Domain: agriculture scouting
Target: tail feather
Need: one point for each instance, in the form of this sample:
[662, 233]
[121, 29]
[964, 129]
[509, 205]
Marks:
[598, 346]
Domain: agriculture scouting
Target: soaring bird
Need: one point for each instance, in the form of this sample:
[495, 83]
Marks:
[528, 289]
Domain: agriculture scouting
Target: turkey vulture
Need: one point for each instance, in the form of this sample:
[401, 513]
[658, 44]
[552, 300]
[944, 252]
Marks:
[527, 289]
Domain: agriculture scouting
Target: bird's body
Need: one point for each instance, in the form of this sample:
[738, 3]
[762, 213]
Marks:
-*-
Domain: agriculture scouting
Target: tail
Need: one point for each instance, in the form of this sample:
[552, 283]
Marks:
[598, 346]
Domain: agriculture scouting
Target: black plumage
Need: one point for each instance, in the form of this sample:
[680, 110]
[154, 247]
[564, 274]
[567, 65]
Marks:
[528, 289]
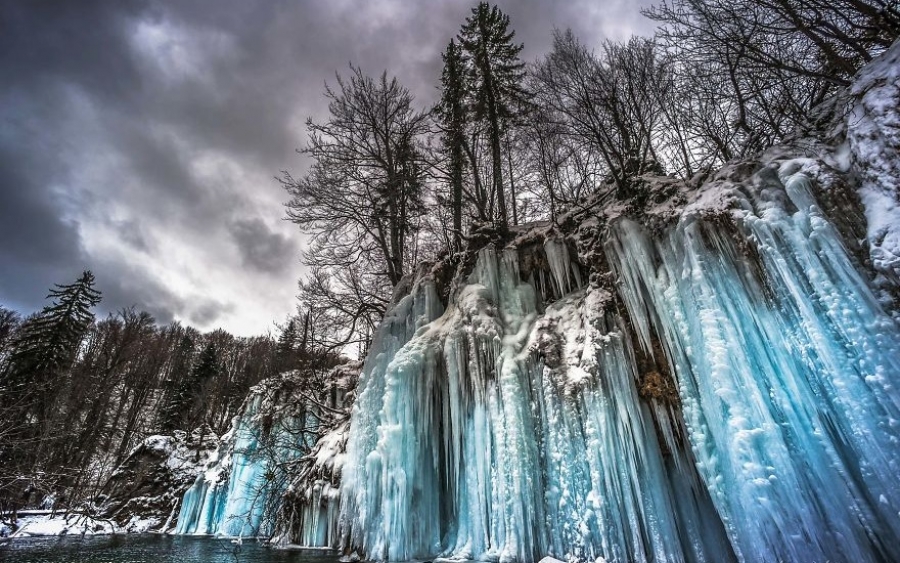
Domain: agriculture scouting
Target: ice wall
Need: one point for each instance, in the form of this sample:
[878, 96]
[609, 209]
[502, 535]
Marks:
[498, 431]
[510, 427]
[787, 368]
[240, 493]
-*-
- **DIRECTIVE**
Report every line in the records above that contains the string "bird", copying each such line in full. Case counts, so a line matches only when the letters agree in capitalization.

- **TASK OUTPUT**
Target: soaring bird
Target: bird's body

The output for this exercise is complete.